§ **YOUR TASK**
Reproduce the commentary on the priests and the covenant below word for word, in full.

§ **TEXT PASSAGE**
##########
Then He begins to lower the boom. The first indictment is given in vv. 6-15, and He basically says that they are bringing cheap offerings and sacrifices to Him because they ultimately despise and hold God in contempt. "A son honors his father, and a servant his master: if then I be a father, where is my honor? and if I be a master, where is my fear? says the LORD of hosts to you, O priests, that despise my name. And you say, Wherein have we despised thy name? You offer polluted bread upon mine altar; and you say, Wherein have we polluted thee? In that you say, The table of the LORD is contemptible. And if you offer the blind for sacrifice, is it not evil? and if you offer the lame and sick, is it not evil? offer it now unto thy governor; will he be pleased with thee, or accept thy person? says the LORD of hosts. And now, I pray you, beseech God that he will be gracious unto us: this has been by your means: will he regard your persons? says the LORD of hosts."


As we go through this chapter it will be noted that there are numerous words related to the law. But the focal point here is that Israel has violated God's covenant. This is the main idea in chapter two, but that must be understood in terms of what God is saying from the very beginning. They violated the covenant but God's love for them is established by His covenant and He is not going to go back on that. So there is a warning of divine justice: 2:1-2, "And now, O ye priests, this commandment is for you. If you will not hear, and if you will not lay it to heart, to give glory unto my name, says the LORD of hosts, I will even send a curse upon you, and I will curse your blessings: yes, I have cursed them already, because you do not lay it to heart." Then he is going to demonstrate His condemnation, verse 3: "Behold, I will corrupt your seed, and spread dung upon your faces, even the dung of your solemn feasts; and one shall take you away with it." This is how God is expressing His disdain for them because they have treated Him in such a contemptible manner. Furthermore He is going to demonstrate that the priesthood has been corrupt in Israel in this whole matter, and He uses seven synonyms for the law throughout this section to demonstrate the unfaithfulness of the nation.
##########
§ **DATA**
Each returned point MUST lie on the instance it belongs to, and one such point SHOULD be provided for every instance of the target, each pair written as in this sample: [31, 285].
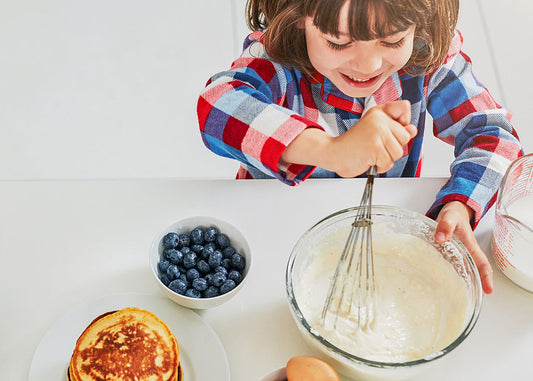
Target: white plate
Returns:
[202, 355]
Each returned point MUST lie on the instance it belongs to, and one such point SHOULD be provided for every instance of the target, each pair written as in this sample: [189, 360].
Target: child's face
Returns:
[357, 68]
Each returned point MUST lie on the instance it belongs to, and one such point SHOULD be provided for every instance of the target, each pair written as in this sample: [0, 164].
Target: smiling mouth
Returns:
[361, 82]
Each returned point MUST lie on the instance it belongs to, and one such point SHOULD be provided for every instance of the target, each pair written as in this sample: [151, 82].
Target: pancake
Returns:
[129, 344]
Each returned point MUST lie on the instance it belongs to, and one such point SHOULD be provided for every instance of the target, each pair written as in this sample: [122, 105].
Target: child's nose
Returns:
[366, 60]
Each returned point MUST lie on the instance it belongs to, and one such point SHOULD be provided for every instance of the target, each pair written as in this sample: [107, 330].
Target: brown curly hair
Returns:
[284, 36]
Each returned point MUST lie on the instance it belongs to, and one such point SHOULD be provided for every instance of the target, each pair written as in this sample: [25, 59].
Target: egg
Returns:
[308, 368]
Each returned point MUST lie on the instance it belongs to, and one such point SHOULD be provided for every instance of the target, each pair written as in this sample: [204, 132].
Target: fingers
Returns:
[453, 221]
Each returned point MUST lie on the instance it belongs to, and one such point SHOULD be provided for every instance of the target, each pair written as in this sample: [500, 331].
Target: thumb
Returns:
[444, 231]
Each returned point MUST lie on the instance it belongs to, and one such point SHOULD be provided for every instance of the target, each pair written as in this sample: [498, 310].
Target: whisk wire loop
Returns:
[352, 291]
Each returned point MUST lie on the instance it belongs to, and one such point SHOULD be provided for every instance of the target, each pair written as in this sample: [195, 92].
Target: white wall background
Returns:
[108, 89]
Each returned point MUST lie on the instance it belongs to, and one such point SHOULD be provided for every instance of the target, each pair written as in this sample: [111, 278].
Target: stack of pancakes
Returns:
[129, 344]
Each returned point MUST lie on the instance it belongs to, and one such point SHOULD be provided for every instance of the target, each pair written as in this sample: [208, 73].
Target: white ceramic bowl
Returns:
[396, 220]
[186, 225]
##########
§ **SOLUTION FOR THIS PROBLEM**
Then He begins to lower the boom. The first indictment is given in vv. 6-15, and He basically says that they are bringing cheap offerings and sacrifices to Him because they ultimately despise and hold God in contempt. "A son honors his father, and a servant his master: if then I be a father, where is my honor? and if I be a master, where is my fear? says the LORD of hosts to you, O priests, that despise my name. And you say, Wherein have we despised thy name? You offer polluted bread upon mine altar; and you say, Wherein have we polluted thee? In that you say, The table of the LORD is contemptible. And if you offer the blind for sacrifice, is it not evil? and if you offer the lame and sick, is it not evil? offer it now unto thy governor; will he be pleased with thee, or accept thy person? says the LORD of hosts. And now, I pray you, beseech God that he will be gracious unto us: this has been by your means: will he regard your persons? says the LORD of hosts."


As we go through this chapter it will be noted that there are numerous words related to the law. But the focal point here is that Israel has violated God's covenant. This is the main idea in chapter two, but that must be understood in terms of what God is saying from the very beginning. They violated the covenant but God's love for them is established by His covenant and He is not going to go back on that. So there is a warning of divine justice: 2:1-2, "And now, O ye priests, this commandment is for you. If you will not hear, and if you will not lay it to heart, to give glory unto my name, says the LORD of hosts, I will even send a curse upon you, and I will curse your blessings: yes, I have cursed them already, because you do not lay it to heart." Then he is going to demonstrate His condemnation, verse 3: "Behold, I will corrupt your seed, and spread dung upon your faces, even the dung of your solemn feasts; and one shall take you away with it." This is how God is expressing His disdain for them because they have treated Him in such a contemptible manner. Furthermore He is going to demonstrate that the priesthood has been corrupt in Israel in this whole matter, and He uses seven synonyms for the law throughout this section to demonstrate the unfaithfulness of the nation.